## What this task involves
Copy the records below, swapping each "one instance per line" for "one point per line" and keeping everything else unchanged.

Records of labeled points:
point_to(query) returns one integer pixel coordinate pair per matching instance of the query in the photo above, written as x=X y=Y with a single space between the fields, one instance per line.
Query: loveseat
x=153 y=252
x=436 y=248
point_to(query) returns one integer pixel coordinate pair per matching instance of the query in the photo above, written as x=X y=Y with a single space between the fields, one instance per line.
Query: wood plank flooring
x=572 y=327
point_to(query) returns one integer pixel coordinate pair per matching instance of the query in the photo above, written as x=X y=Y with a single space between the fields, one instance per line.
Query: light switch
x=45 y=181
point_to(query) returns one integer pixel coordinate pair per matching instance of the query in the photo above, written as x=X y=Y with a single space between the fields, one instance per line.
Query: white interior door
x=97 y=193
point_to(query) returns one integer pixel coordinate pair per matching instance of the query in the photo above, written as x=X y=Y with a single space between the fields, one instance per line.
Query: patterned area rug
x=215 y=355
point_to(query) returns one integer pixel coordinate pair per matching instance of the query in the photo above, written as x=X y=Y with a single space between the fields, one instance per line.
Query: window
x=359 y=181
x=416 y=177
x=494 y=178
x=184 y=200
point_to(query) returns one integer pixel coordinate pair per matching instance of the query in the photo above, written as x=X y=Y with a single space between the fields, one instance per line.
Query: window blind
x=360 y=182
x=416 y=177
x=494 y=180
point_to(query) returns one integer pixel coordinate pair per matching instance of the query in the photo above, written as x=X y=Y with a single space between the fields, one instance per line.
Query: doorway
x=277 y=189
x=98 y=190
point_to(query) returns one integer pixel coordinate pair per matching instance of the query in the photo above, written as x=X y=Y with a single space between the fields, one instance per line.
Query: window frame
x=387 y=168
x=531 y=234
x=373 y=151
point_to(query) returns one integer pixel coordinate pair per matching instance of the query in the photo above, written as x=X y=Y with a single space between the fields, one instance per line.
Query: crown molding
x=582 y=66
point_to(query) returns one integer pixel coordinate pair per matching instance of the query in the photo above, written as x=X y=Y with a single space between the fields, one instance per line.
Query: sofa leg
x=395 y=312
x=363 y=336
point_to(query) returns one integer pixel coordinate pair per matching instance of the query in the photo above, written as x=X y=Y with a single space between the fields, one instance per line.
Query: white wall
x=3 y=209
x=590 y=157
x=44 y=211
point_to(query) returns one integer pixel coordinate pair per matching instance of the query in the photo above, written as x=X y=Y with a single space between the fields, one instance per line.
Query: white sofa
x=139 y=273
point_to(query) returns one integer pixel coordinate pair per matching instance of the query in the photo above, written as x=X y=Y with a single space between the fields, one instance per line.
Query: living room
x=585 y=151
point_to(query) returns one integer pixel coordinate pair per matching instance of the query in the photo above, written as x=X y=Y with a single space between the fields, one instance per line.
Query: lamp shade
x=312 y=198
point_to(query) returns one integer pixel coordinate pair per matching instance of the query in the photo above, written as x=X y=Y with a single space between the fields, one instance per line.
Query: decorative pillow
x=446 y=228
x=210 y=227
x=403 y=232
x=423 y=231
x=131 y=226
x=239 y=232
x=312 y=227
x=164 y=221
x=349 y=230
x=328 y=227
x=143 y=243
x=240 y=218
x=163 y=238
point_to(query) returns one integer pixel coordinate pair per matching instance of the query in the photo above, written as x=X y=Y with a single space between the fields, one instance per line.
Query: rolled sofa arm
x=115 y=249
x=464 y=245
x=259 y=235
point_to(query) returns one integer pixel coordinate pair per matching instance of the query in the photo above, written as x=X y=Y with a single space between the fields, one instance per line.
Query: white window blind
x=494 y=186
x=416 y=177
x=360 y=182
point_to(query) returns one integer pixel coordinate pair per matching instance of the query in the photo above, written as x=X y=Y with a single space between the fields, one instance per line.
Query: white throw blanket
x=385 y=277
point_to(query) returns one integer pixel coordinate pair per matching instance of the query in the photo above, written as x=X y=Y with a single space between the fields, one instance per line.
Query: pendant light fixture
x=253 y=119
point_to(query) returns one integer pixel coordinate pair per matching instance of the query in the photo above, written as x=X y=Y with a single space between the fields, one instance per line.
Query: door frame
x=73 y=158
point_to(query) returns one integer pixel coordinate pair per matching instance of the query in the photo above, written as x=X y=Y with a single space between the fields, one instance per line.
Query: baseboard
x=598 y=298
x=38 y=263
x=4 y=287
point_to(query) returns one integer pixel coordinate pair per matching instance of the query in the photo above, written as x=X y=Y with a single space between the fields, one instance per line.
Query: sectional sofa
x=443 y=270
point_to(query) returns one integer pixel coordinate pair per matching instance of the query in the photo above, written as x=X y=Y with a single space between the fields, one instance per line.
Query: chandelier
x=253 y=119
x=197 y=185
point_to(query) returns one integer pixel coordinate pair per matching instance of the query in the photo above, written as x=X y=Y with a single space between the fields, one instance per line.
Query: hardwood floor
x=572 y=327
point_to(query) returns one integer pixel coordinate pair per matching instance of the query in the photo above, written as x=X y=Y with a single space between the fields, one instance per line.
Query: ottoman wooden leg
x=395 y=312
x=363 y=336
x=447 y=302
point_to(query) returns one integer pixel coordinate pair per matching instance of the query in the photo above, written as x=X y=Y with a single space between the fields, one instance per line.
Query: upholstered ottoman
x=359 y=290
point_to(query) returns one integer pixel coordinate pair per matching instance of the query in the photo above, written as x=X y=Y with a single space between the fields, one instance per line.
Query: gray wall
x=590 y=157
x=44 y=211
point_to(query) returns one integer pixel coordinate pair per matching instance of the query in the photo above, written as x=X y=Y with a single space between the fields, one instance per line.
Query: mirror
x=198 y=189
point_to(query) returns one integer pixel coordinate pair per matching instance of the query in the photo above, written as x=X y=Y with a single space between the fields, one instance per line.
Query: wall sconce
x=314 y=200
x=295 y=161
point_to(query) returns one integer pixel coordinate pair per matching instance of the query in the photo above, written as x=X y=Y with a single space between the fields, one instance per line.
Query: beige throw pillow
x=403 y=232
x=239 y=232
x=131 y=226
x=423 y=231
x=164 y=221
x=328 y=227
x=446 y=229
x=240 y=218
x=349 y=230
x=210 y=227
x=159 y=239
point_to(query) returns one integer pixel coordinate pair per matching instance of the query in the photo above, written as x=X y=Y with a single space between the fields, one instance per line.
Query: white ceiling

## Output for this exercise
point_to(query) returns one integer pixel coordinate pair per matching instance of the query in the photo above, written as x=X y=Y with a single space between the fields, one point per line.
Query: loveseat
x=153 y=252
x=436 y=248
point_to(query) returns one integer pixel coordinate pair per matching instance of the query in the photo above, written as x=X y=Y with a single space between the fields, one point per line.
Query: wood plank flooring
x=572 y=327
point_to(query) returns one integer pixel coordinate pair per matching instance of the query in the photo above, written as x=X y=Y with a single space between the fields, one point per line.
Query: light switch
x=45 y=181
point_to(query) returns one integer pixel coordinate pair per matching instance of the query in the photo above, written as x=X y=Y with a single space between the fields, one point per line.
Query: white interior door
x=97 y=193
point_to(query) returns one integer pixel coordinate pair per matching instance of the query in the photo above, written as x=X y=Y with a single space between the fields, one point per line.
Query: patterned area rug
x=215 y=355
point_to(query) returns one integer pixel coordinate pair per matching instance of the query in the photo above, written as x=X y=Y with a single space between the fields, one point per line.
Query: window
x=359 y=181
x=416 y=177
x=494 y=178
x=184 y=200
point_to(query) returns one integer pixel coordinate pair per matching instance of the query in the photo above, written as x=X y=Y with a single space between the fields, one point per line.
Query: window blind
x=360 y=182
x=416 y=177
x=494 y=180
point_to(query) returns one integer pixel coordinate pair per matching instance of the query in the photo above, written as x=X y=Y with a single space between the fields, one point per line.
Query: doorway
x=277 y=189
x=98 y=190
point_to(query) returns one integer pixel coordinate pair per matching instance of the query in the photo above, written as x=X y=Y with a single space between the fields, one point per line.
Query: window frame
x=387 y=168
x=531 y=234
x=373 y=151
point_to(query) returns one integer pixel coordinate pair per matching instance of the query in the photo above, written as x=X y=Y with a single space between the fields, one point per line.
Query: crown molding
x=582 y=66
point_to(query) returns one integer pixel coordinate pair per matching instance of the query in the photo above, written as x=X y=Y with a single space between the fields, one point per line.
Query: sofa leg
x=395 y=312
x=363 y=336
point_to(query) returns one integer pixel coordinate pair per matching instance of the query in the photo above, written as x=X y=Y with a single space between the fields, one point per line.
Query: white wall
x=3 y=209
x=590 y=157
x=44 y=211
point_to(query) returns one integer pixel coordinate pair per matching instance of the query in the photo above, written as x=X y=Y with a single space between the fields, one point per line.
Query: white sofa
x=139 y=273
point_to(query) returns one integer pixel coordinate pair per matching instance of the query in the photo above, written as x=X y=Y with a single space between the fields, one point per line.
Query: living room
x=585 y=151
point_to(query) returns one integer pixel coordinate pair per matching instance of the query in the photo above, written as x=X y=Y with a single space between the fields, one point per line.
Query: lamp shade
x=312 y=198
point_to(query) returns one integer pixel coordinate pair per matching instance of the query in the photo above, written as x=X y=Y with a single space between the fields, one point per line.
Query: decorative pillow
x=446 y=228
x=210 y=227
x=403 y=232
x=423 y=231
x=131 y=226
x=239 y=232
x=312 y=227
x=164 y=221
x=349 y=230
x=328 y=227
x=143 y=243
x=240 y=218
x=163 y=238
point_to(query) returns one integer pixel coordinate pair per matching instance of the query in the photo above, written as x=X y=Y with a single space between the fields, one point per line.
Query: rolled sofa arm
x=115 y=249
x=464 y=245
x=259 y=235
point_to(query) returns one integer pixel coordinate pair per matching instance of the query in the photo above, written as x=X y=Y with a single space between the fields, one point per line.
Query: white window blind
x=494 y=186
x=416 y=177
x=360 y=182
point_to(query) returns one integer pixel coordinate pair per matching instance of the query in the photo above, written as x=X y=Y with a single space between the fields, one point per line.
Query: white throw blanket
x=385 y=277
point_to(query) returns one integer pixel coordinate pair per matching instance of the query in the photo above, written as x=X y=Y with a single space between the fields, one point per line.
Query: pendant light fixture
x=253 y=119
point_to(query) returns one integer pixel coordinate pair per matching instance of the query in the photo above, written as x=X y=Y with a single space between the fields, one point per line.
Query: door frame
x=73 y=158
point_to(query) returns one integer pixel coordinate pair per matching instance of the query in the photo above, written as x=X y=Y with a single space between the fields, one point per line.
Query: baseboard
x=598 y=298
x=38 y=263
x=4 y=287
point_to(query) returns one integer pixel coordinate pair per matching instance of the query in the photo above, written as x=X y=Y with a single space between the fields, one point per line.
Query: sectional sofa
x=443 y=270
point_to(query) returns one integer pixel coordinate pair per matching instance of the query in the photo above, written as x=X y=Y with a single space between the fields, one point per line.
Query: chandelier
x=253 y=119
x=197 y=185
point_to(query) returns one integer pixel coordinate pair per matching instance of the query in the photo above, written as x=X y=Y with a single space between the fields, one point per line.
Query: hardwood floor
x=572 y=327
point_to(query) returns one integer pixel coordinate pair per matching instance of the query in the photo above, written as x=X y=Y with a single space between the fields, one point per line.
Query: ottoman wooden leg
x=395 y=312
x=363 y=336
x=447 y=302
point_to(query) returns one integer pixel coordinate pair per matching instance of the query in the photo above, written as x=X y=Y with a single space between the fields, one point per line.
Query: upholstered ottoman
x=359 y=290
point_to(query) returns one integer pixel coordinate pair per matching instance of the query in the photo above, written as x=X y=Y with a single space between the fields, one point per line.
Query: gray wall
x=590 y=157
x=44 y=211
point_to(query) returns one integer pixel coordinate pair per matching instance of the query in the photo above, written as x=X y=Y with a single space between the fields, one point per line.
Query: mirror
x=198 y=189
point_to(query) returns one integer pixel coordinate pair per matching instance of the query in the photo above, written as x=X y=Y with a single space between the fields, one point per line.
Query: wall sconce
x=314 y=200
x=295 y=161
point_to(query) returns one integer pixel coordinate pair per matching instance of the query in the photo above, written as x=X y=Y with a single space between the fields, one point per line.
Query: beige throw pillow
x=403 y=232
x=239 y=232
x=131 y=226
x=423 y=231
x=164 y=221
x=328 y=227
x=446 y=229
x=240 y=218
x=349 y=230
x=210 y=227
x=159 y=239
point_to(query) returns one integer pixel coordinate pair per matching instance of the query in the photo above, written as x=X y=Y with a single space between the fields, one point per line.
Query: white ceiling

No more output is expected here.